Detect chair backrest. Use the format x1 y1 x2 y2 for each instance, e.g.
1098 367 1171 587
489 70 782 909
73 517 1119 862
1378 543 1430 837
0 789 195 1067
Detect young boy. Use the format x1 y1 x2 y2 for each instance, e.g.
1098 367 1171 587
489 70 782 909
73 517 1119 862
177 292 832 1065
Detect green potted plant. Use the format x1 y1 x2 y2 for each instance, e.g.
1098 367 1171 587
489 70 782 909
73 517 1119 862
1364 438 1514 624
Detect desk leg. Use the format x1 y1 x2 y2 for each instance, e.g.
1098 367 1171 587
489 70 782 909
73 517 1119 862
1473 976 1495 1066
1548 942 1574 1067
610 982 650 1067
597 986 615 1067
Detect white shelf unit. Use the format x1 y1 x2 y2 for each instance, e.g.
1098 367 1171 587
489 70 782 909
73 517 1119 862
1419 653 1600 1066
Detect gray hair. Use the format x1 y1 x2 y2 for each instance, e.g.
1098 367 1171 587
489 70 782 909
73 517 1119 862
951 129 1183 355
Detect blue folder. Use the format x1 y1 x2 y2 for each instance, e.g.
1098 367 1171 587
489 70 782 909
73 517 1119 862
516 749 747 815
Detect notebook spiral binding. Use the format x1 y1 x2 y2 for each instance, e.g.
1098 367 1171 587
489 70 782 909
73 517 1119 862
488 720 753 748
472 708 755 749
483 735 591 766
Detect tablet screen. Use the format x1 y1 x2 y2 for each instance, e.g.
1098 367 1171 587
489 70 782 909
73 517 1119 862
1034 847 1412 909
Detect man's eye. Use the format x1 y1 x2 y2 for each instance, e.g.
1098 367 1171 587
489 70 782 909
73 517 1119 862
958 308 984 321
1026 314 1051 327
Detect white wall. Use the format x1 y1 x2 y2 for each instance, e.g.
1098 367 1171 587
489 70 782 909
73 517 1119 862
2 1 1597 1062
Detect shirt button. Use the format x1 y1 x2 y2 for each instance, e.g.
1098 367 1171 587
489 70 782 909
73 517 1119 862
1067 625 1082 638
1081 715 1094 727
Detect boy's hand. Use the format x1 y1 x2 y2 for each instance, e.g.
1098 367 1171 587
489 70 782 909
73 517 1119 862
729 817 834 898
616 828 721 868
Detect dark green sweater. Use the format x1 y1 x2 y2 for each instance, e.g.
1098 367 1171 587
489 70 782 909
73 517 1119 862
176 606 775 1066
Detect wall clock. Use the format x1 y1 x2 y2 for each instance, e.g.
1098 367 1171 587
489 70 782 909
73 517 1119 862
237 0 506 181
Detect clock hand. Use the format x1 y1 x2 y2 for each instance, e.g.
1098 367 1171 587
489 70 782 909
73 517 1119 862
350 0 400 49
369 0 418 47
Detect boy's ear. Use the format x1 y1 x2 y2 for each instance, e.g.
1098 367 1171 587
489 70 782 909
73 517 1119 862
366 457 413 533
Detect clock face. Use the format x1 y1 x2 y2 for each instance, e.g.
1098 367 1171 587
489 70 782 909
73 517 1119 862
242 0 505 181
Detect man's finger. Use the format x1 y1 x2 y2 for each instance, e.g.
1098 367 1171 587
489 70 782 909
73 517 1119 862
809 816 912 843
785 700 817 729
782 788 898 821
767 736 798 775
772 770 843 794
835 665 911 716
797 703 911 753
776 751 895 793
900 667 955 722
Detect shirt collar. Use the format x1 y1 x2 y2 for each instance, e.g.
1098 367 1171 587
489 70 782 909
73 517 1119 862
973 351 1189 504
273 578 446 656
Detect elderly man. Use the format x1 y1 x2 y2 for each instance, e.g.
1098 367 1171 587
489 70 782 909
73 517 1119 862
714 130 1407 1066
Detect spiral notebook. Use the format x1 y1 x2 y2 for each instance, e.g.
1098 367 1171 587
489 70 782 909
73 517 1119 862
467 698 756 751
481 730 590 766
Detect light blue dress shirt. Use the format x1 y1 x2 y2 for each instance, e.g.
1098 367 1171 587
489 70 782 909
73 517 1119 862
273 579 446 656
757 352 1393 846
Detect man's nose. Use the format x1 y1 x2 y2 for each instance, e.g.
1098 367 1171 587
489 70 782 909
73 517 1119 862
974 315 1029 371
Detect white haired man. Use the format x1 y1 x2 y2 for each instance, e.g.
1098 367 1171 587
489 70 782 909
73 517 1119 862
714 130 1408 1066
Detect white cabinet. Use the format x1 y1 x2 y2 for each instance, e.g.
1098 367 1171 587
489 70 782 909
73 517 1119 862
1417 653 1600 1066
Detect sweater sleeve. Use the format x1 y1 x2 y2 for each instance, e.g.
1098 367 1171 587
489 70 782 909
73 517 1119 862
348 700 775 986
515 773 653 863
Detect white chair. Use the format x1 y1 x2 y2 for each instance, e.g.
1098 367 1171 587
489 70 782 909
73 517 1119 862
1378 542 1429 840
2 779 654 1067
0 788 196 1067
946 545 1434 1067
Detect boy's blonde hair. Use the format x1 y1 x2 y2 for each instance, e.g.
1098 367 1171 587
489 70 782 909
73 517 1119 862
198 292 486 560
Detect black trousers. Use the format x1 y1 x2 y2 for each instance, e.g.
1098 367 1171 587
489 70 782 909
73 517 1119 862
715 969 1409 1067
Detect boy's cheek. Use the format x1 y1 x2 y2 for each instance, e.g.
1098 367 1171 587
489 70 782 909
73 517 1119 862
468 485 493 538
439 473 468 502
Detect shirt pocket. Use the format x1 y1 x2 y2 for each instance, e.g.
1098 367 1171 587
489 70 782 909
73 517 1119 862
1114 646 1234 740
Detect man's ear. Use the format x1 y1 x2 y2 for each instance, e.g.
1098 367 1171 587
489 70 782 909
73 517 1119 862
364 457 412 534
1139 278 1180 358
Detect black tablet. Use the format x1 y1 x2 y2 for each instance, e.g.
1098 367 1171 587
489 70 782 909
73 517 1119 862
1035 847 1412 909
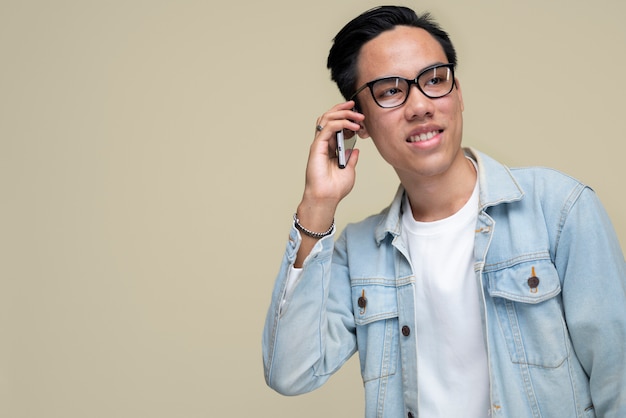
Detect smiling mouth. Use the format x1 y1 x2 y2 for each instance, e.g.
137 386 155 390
407 130 442 142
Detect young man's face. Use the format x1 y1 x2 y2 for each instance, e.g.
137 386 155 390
354 26 465 181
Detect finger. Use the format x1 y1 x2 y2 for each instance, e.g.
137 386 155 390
315 101 362 134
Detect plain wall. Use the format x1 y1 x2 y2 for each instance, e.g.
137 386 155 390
1 0 624 417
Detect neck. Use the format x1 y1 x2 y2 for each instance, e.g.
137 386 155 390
398 150 477 222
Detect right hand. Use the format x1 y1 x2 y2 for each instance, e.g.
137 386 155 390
294 101 364 266
302 101 364 209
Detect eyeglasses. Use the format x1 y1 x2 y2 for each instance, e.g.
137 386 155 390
350 63 456 109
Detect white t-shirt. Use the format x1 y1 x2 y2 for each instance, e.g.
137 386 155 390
400 178 490 417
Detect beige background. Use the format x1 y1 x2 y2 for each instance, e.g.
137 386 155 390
1 0 624 417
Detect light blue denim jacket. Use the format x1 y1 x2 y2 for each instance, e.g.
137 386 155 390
263 148 626 418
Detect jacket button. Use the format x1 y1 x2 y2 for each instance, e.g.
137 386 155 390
528 276 540 288
528 266 540 293
357 290 367 314
402 325 411 336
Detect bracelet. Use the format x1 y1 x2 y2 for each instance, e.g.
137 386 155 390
293 213 335 239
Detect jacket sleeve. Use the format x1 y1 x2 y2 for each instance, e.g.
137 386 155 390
555 186 626 417
262 225 357 395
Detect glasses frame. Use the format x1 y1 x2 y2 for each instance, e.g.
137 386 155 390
350 63 456 109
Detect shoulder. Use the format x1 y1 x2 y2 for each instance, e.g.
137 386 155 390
342 206 391 239
339 185 404 245
510 165 587 191
471 148 592 208
509 165 591 211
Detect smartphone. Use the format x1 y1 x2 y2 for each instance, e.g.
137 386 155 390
336 129 357 169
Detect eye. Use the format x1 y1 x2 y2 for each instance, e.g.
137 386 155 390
424 76 444 86
378 86 403 98
373 78 406 99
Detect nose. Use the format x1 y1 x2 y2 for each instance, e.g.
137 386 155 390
403 84 434 120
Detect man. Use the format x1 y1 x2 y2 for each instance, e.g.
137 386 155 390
263 6 626 417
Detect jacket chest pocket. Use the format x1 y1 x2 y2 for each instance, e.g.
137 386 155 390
352 283 399 382
485 259 569 368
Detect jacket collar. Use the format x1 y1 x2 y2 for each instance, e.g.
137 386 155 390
374 147 525 244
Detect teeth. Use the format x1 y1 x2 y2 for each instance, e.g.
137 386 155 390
408 130 438 142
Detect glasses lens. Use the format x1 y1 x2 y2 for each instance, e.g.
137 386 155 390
418 66 454 98
371 78 409 108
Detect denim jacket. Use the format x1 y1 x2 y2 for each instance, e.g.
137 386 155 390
263 148 626 418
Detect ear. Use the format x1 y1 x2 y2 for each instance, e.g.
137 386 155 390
352 103 370 139
454 78 464 112
357 122 370 139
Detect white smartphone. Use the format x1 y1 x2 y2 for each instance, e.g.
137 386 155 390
336 129 357 169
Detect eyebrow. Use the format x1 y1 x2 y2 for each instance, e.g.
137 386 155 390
371 62 450 82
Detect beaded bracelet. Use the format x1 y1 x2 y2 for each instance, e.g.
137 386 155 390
293 213 335 239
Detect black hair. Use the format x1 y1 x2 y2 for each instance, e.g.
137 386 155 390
327 5 457 101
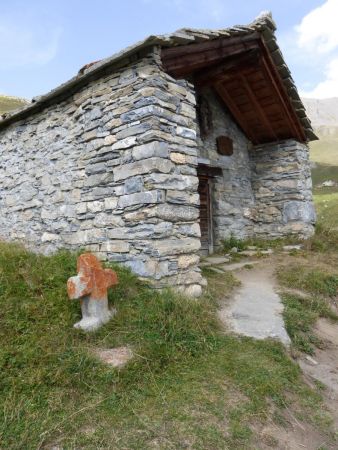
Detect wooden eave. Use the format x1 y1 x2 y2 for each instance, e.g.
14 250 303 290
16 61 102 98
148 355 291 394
161 34 307 144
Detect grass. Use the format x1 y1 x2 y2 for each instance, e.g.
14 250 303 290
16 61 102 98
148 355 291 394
308 127 338 188
0 95 28 115
311 163 338 187
222 234 300 255
276 185 338 356
278 266 338 299
0 243 331 449
281 293 338 354
309 130 338 167
278 256 338 354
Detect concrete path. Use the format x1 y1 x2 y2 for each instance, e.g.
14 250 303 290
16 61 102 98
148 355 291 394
219 262 291 346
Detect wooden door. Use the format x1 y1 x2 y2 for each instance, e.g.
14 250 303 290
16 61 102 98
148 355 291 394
198 175 213 255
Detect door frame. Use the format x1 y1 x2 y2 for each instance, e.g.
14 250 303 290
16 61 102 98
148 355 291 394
197 164 222 255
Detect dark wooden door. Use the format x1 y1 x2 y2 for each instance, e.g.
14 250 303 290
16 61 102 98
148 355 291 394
198 175 213 255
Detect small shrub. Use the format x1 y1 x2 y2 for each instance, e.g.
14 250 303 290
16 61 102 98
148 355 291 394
223 235 246 252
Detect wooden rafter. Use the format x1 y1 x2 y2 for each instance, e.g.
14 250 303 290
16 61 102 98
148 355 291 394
162 34 260 77
194 49 260 87
258 39 306 142
161 33 308 144
215 83 257 143
162 32 260 59
238 72 278 141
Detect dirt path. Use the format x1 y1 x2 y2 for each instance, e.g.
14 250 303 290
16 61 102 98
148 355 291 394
212 256 338 449
299 318 338 425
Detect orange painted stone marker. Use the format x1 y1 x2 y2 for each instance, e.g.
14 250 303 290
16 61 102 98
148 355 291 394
67 253 118 331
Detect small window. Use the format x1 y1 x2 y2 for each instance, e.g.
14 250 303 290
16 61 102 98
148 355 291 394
216 136 233 156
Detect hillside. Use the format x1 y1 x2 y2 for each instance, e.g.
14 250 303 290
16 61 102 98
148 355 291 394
302 98 338 187
0 94 29 115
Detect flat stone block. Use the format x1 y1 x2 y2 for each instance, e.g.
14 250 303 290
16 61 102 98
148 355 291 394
204 256 231 265
220 261 260 271
238 250 257 257
283 244 302 251
209 267 225 274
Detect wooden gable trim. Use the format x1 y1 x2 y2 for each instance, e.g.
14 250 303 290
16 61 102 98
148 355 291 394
258 39 306 142
162 33 260 77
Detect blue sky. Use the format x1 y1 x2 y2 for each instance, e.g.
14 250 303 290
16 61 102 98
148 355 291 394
0 0 336 99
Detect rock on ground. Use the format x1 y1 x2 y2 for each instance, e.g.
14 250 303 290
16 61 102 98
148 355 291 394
93 347 133 368
218 262 291 346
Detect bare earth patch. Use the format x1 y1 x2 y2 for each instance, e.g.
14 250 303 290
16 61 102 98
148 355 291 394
299 318 338 427
93 346 133 368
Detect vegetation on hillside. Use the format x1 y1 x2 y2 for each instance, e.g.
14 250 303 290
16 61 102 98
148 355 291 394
0 94 336 447
277 186 338 357
0 242 333 449
0 95 28 115
309 127 338 187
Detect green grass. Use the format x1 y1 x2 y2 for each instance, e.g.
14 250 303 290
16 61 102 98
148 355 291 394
309 132 338 167
222 234 300 254
277 266 338 299
307 190 338 253
311 163 338 187
309 128 338 188
277 187 338 355
281 293 338 354
0 95 28 115
0 243 330 449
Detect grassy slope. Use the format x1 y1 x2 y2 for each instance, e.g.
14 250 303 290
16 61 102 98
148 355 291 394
0 245 331 449
309 129 338 187
277 188 338 356
0 99 336 447
0 95 28 115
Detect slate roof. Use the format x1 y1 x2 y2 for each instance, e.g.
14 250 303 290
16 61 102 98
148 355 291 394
0 12 316 141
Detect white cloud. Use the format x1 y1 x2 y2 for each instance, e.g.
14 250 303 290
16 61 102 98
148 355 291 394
0 17 61 69
295 0 338 98
296 0 338 54
300 57 338 98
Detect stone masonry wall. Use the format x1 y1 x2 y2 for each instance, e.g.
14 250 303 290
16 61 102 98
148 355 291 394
196 89 255 247
195 90 315 244
249 140 315 238
0 47 204 297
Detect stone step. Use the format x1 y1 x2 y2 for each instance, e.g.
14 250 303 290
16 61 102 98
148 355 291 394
203 256 231 265
220 261 260 271
209 266 226 274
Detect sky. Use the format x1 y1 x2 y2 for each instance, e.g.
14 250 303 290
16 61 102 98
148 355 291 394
0 0 337 99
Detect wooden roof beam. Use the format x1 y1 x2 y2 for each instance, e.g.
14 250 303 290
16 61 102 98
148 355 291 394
214 83 258 144
258 39 306 142
162 32 260 59
162 34 260 77
238 72 279 142
194 49 260 88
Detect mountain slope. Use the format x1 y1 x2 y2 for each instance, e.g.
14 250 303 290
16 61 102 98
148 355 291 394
0 94 29 115
302 97 338 188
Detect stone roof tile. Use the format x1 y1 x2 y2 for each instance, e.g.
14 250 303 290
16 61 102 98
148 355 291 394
0 11 315 141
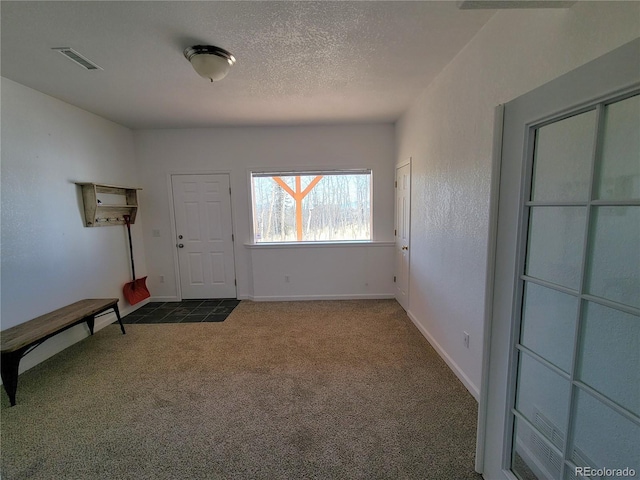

What to work on
Reproduce the lines of the data that run from the one containing "Detect sky. Use" to the final line, both included, exactly as they appear and without the pictures.

Answer
Detect sky. Use the format x1 y1 x2 y2 for each instance, e.g.
14 250 303 290
16 61 102 98
148 355 291 394
0 0 337 99
Detect wooden roof beam. Use the format x1 y1 x2 y2 for each instance, e.g.
14 250 303 290
16 61 102 98
148 355 291 394
214 83 258 144
258 39 306 142
162 32 260 59
162 34 260 77
238 72 279 142
194 49 260 88
Detect mountain slope. Use the format x1 y1 x2 y2 for each instance, e.g.
14 250 303 290
16 61 102 98
148 355 291 394
0 94 29 115
302 97 338 188
Detect stone roof tile. Use the format x1 y1 x2 y2 for each instance, e.g.
14 250 303 290
16 61 102 98
148 355 291 394
0 11 315 141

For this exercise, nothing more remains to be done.